**Data for processing**:

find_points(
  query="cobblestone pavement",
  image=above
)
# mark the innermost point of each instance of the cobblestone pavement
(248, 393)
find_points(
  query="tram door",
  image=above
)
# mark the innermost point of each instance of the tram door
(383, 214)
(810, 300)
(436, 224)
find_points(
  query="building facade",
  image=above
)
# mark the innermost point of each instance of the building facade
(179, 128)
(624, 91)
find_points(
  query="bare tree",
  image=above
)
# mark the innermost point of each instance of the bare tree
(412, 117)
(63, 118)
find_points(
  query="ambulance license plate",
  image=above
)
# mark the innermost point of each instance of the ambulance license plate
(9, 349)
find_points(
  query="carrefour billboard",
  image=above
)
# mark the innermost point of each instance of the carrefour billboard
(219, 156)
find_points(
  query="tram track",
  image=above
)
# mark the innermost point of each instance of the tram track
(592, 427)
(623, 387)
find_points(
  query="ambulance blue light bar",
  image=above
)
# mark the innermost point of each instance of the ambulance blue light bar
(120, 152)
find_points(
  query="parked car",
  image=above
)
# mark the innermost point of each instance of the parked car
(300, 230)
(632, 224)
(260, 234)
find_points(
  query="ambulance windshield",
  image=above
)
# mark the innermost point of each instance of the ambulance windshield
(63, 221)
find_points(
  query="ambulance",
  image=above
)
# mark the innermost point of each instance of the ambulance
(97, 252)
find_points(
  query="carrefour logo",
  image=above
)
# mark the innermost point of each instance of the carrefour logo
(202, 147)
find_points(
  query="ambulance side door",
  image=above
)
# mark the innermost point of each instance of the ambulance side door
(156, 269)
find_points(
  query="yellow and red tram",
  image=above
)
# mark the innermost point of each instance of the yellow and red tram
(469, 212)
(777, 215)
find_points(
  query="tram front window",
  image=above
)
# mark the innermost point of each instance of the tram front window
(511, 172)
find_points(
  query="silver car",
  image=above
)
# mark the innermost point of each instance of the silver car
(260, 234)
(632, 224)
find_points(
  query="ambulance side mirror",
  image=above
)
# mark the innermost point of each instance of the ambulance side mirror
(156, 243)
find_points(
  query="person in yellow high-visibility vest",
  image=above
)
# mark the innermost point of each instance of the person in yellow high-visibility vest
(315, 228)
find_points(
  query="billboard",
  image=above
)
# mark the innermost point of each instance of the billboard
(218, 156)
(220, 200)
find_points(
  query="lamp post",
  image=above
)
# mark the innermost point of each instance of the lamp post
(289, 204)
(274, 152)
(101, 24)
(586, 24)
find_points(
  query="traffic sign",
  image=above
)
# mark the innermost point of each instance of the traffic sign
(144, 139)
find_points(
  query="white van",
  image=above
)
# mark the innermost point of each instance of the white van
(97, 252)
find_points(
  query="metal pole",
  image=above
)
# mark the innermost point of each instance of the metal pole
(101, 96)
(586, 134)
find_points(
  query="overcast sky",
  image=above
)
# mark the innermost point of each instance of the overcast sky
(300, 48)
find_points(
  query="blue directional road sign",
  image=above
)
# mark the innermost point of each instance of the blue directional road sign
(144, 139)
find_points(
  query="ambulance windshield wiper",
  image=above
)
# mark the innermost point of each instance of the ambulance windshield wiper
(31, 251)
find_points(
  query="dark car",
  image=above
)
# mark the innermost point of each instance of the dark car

...

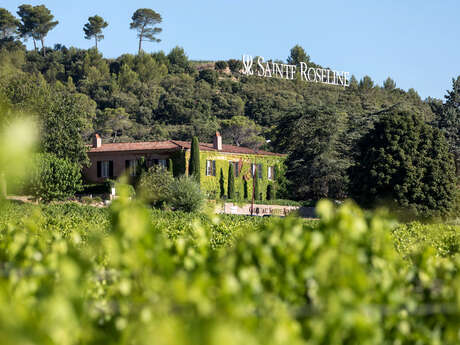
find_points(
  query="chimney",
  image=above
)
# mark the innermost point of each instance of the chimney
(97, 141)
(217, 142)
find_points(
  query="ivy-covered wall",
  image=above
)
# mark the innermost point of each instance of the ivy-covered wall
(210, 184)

**Request**:
Pull out every line of the records that contains the word "track", and list them in their original order.

**Expected answer**:
  query="tram track",
# mark the innermost point of each instance of the tram track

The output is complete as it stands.